*** Opening of Source passage ***
Venezuelans dig through quake rubble as anger grows over slow response
Neighbors with shovels and bare hands kept digging in La Guaira as anger rose over a slow state response and accusations of military looting.

Neighbors with shovels, ropes and bare hands kept tunneling into the rubble of a collapsed public housing block in Caraballeda, La Guaira state, while anger mounted over a slow and inadequate official response. Alexander Delgado, a physical education teacher from Aragua, had no formal rescue training when he arrived a day after the tremors and began leading a rotating crew of volunteers through the debris.
By July 1, Delgado’s group had spent five days shifting concrete under the hot Caribbean sun. By six days after the quakes, two international rescue teams, several local firefighters and one truck from Venezuela’s forensic service were present, but heavy equipment was still lacking. That gap has left ordinary residents to do much of the dangerous work themselves as they search for survivors and bodies in damaged buildings along the coast.
The anger has been sharpened by accusations that some members of the military and police blocked aid, co-opted donations and even looted from collapsed buildings. The back-to-back earthquakes struck June 24, with the first shock measured at about magnitude 7.2 and the larger main event following roughly 39 seconds later at about magnitude 7.5.
*** Close of Source passage ***
*** Opening of Data under study ***
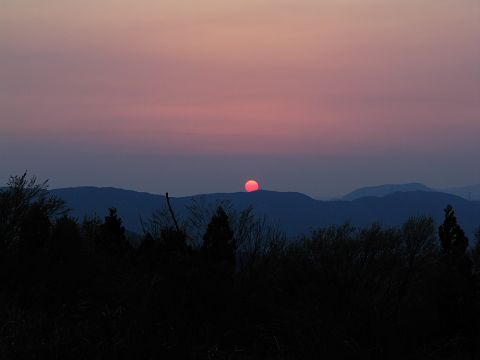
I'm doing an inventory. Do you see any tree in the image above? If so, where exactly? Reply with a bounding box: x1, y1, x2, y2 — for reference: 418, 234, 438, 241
202, 206, 235, 272
438, 205, 468, 255
96, 208, 129, 255
0, 172, 67, 256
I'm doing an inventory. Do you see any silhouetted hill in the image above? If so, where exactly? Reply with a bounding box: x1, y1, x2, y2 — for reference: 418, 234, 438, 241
51, 187, 480, 237
342, 183, 434, 201
442, 184, 480, 200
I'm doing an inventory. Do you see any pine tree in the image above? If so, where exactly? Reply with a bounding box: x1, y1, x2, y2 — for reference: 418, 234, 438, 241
438, 205, 468, 255
96, 208, 129, 255
202, 206, 235, 272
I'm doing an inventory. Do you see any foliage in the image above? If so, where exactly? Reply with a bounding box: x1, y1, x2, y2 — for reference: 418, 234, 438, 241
0, 178, 480, 359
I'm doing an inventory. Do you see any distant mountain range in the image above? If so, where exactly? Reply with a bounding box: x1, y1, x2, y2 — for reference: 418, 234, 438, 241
341, 183, 480, 201
51, 184, 480, 238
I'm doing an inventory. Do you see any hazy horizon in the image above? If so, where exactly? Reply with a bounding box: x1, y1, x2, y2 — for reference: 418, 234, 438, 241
0, 0, 480, 197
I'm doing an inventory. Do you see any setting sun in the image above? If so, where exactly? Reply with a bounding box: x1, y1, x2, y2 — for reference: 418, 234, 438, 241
245, 180, 260, 192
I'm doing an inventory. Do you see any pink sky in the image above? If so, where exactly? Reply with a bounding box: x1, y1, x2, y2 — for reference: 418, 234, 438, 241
0, 0, 480, 195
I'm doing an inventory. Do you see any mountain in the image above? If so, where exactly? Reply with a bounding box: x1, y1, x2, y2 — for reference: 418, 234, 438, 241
342, 183, 433, 201
51, 187, 480, 238
442, 184, 480, 200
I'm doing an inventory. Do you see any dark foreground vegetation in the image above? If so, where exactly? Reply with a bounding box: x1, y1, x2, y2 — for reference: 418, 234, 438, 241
0, 175, 480, 360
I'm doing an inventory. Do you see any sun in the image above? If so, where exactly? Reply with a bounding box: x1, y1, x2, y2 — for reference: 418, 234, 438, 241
245, 180, 260, 192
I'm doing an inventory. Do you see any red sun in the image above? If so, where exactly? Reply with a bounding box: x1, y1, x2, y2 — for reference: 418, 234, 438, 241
245, 180, 260, 192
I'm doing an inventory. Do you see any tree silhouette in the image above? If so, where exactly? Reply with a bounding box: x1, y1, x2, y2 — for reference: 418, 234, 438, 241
438, 205, 468, 255
96, 208, 129, 255
202, 206, 235, 272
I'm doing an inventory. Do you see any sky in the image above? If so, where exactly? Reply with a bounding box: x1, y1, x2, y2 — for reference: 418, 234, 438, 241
0, 0, 480, 197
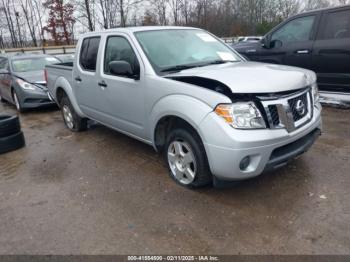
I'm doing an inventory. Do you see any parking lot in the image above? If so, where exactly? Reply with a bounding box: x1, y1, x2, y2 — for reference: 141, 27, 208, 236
0, 101, 350, 254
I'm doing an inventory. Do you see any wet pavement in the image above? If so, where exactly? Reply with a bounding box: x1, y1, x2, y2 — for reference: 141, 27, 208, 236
0, 101, 350, 254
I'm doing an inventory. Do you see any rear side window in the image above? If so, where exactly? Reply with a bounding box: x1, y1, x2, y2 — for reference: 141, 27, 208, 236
0, 58, 8, 69
320, 10, 350, 39
104, 36, 140, 74
272, 16, 316, 43
79, 37, 100, 72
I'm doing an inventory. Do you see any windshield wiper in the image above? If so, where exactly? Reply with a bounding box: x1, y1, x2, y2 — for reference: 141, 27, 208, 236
205, 60, 237, 65
160, 65, 198, 72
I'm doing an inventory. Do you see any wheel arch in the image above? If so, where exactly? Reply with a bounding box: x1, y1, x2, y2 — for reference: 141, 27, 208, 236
151, 95, 213, 152
52, 77, 85, 117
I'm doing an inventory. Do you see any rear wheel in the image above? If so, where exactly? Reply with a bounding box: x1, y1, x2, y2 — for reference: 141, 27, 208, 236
61, 96, 87, 132
164, 128, 212, 188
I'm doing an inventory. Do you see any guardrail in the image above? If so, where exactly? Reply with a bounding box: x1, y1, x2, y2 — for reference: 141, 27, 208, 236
0, 45, 75, 55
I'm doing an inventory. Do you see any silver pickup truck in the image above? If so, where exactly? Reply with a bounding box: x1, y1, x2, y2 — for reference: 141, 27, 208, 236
46, 27, 322, 188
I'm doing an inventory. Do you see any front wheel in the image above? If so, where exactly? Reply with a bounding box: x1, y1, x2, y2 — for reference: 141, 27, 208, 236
164, 128, 212, 188
61, 96, 87, 132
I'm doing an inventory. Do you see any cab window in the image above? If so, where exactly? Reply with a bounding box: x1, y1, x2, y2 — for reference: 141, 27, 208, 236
79, 37, 100, 72
271, 16, 316, 43
320, 10, 350, 39
0, 58, 9, 70
104, 36, 140, 75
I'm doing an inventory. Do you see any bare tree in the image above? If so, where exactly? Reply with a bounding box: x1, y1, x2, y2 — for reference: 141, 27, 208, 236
151, 0, 169, 25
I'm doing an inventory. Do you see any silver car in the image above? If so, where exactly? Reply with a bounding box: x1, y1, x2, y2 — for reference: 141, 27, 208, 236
47, 27, 322, 187
0, 55, 61, 112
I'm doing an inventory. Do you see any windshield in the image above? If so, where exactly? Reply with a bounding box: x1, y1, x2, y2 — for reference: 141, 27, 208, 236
135, 29, 241, 73
12, 57, 60, 72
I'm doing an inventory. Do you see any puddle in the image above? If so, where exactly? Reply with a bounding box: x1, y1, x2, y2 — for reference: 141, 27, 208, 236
0, 156, 25, 179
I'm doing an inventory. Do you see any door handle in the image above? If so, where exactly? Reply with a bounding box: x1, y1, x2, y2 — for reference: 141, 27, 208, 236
74, 76, 83, 83
98, 80, 108, 88
296, 50, 310, 55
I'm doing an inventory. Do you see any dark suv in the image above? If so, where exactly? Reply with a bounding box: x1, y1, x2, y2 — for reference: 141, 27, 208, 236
234, 6, 350, 95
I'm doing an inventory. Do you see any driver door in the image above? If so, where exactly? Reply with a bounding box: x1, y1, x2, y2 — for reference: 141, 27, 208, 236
261, 15, 318, 69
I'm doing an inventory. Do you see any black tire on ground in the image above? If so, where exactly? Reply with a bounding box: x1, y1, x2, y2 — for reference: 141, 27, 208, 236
0, 132, 25, 154
0, 115, 21, 138
163, 128, 213, 189
60, 96, 87, 132
12, 90, 25, 113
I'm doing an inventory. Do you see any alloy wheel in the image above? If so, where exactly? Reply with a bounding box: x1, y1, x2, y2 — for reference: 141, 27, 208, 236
167, 141, 197, 185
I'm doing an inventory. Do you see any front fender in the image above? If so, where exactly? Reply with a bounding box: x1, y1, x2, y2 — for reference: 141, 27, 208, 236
54, 77, 85, 117
149, 94, 213, 145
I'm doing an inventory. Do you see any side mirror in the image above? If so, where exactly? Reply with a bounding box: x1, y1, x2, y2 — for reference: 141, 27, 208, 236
260, 36, 271, 49
108, 61, 140, 79
270, 39, 283, 48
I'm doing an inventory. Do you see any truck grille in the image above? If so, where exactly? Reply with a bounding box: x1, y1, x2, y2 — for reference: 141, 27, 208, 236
260, 88, 313, 132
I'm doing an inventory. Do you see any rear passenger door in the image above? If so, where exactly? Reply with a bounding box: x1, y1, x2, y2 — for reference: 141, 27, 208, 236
99, 33, 146, 138
73, 36, 104, 120
312, 7, 350, 93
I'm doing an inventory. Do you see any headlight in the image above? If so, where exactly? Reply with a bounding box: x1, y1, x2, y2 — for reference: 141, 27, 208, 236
215, 102, 266, 129
16, 79, 36, 90
312, 83, 320, 104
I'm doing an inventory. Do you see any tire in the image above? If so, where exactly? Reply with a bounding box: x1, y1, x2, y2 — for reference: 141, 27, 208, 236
163, 128, 213, 188
0, 115, 21, 138
0, 93, 6, 102
61, 96, 87, 132
0, 132, 25, 154
12, 90, 25, 113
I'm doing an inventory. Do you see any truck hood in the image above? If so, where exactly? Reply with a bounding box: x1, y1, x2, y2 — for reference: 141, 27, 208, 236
166, 62, 316, 93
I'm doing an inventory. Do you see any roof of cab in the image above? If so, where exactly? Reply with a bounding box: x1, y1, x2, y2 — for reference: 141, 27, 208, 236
79, 26, 202, 37
7, 54, 54, 60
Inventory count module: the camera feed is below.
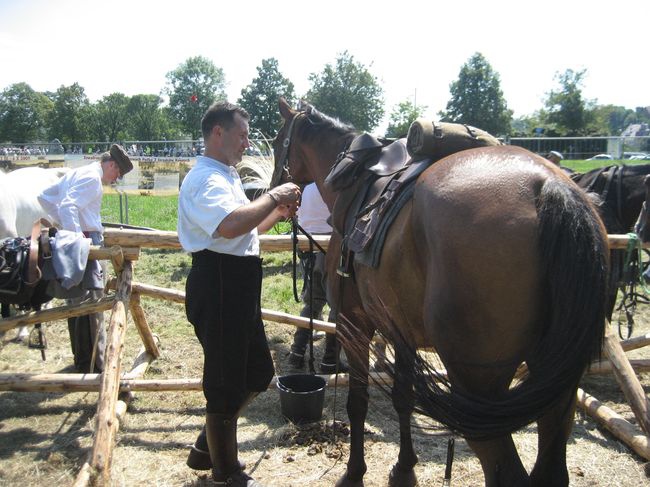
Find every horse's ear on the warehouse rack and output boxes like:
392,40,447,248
280,96,294,120
298,99,314,114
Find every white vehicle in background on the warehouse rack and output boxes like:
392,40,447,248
630,154,650,161
587,154,614,161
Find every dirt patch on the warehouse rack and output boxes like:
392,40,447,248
0,276,650,486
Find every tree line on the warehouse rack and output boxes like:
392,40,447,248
0,51,650,144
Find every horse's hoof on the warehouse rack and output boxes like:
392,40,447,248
388,463,418,487
334,472,363,487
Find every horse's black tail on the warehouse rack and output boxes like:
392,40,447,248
374,178,608,440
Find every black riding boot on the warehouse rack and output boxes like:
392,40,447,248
205,413,262,487
185,392,259,470
186,425,246,470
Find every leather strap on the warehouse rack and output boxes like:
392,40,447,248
25,220,41,286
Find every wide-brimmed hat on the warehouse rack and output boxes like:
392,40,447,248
109,144,133,177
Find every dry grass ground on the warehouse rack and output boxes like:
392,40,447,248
0,252,650,487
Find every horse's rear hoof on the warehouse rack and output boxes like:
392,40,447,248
388,463,418,487
335,472,363,487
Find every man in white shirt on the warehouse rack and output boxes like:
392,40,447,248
289,183,347,374
38,144,133,373
178,102,300,487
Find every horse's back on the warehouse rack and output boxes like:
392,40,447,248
0,167,68,238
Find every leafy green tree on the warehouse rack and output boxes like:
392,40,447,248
237,58,295,137
386,100,427,138
164,56,226,138
50,83,90,142
305,51,384,131
544,69,594,137
95,93,129,142
439,52,512,136
126,95,166,140
0,83,53,142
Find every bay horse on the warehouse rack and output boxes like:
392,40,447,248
272,99,608,487
571,164,650,320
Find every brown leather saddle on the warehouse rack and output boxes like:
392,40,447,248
0,220,52,308
325,123,501,276
325,134,433,275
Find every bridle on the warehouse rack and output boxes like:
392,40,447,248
271,111,308,187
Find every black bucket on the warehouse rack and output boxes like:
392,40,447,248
278,374,327,424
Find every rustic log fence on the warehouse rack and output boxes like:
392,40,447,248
0,229,650,487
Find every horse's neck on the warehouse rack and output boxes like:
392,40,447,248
305,137,348,211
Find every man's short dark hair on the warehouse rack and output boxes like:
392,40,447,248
201,101,251,140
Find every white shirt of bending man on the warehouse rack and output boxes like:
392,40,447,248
38,156,120,232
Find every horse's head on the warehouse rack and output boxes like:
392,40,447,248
271,98,314,187
271,98,355,194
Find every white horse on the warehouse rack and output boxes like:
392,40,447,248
0,167,69,340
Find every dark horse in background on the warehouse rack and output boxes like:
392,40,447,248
273,100,608,487
571,164,650,320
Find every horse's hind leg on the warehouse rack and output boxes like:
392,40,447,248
388,350,418,487
447,363,530,487
336,330,370,487
530,390,576,487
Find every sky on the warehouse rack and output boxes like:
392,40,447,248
0,0,650,133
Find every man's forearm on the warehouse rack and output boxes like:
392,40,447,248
212,195,279,238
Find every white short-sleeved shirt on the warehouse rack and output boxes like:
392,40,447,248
38,162,104,232
177,156,260,256
298,183,332,234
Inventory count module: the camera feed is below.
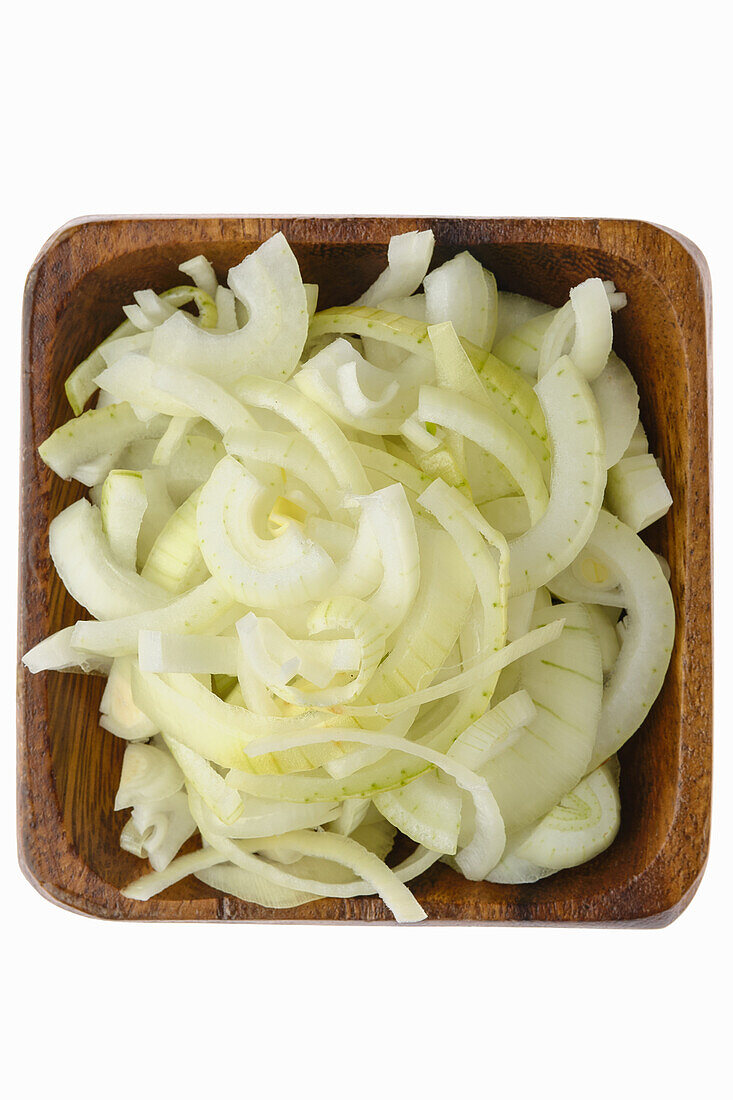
*** Close of Data under study ***
#### Required work:
1. Repeat the Venezuela quake article word for word, from "Venezuelans dig through" to "of military looting.".
2. According to the Venezuela quake article, what was Alexander Delgado's occupation?
3. Please carry on writing the Venezuela quake article from the point where it stops.

#### Answers for the tasks:
1.
Venezuelans dig through quake rubble as anger grows over slow response
Neighbors with shovels and bare hands kept digging in La Guaira as anger rose over a slow state response and accusations of military looting.

2. He was a physical education teacher from Aragua.

3.
The United Nations put nearly seven million Venezuelans at risk, with at least 235 people dead, at least 250 buildings damaged or destroyed and critical systems including electricity, water, telecommunications, transport, hospitals and Maiquetía International Airport severely disrupted. The UN deployed 30 search-and-rescue teams from different countries with more than 1,600 personnel and more than 100 dogs, while the UN Central Emergency Response Fund allocated $15 million for urgent assistance.

A separate engineering assessment based on publicly available data put the toll far higher, with 1,430 fatalities, 3,238 injuries and 68,900 missing people as of June 27. It estimated economic losses of between $10 billion and $100 billion and linked the earthquakes to shallow strike-slip faulting near the Caribbean and South American plate boundary along the Boconó and San Sebastián faults. The U.S. Geological Survey assigned both quakes red PAGER alerts, signaling that high loss of life and extensive damage were probable.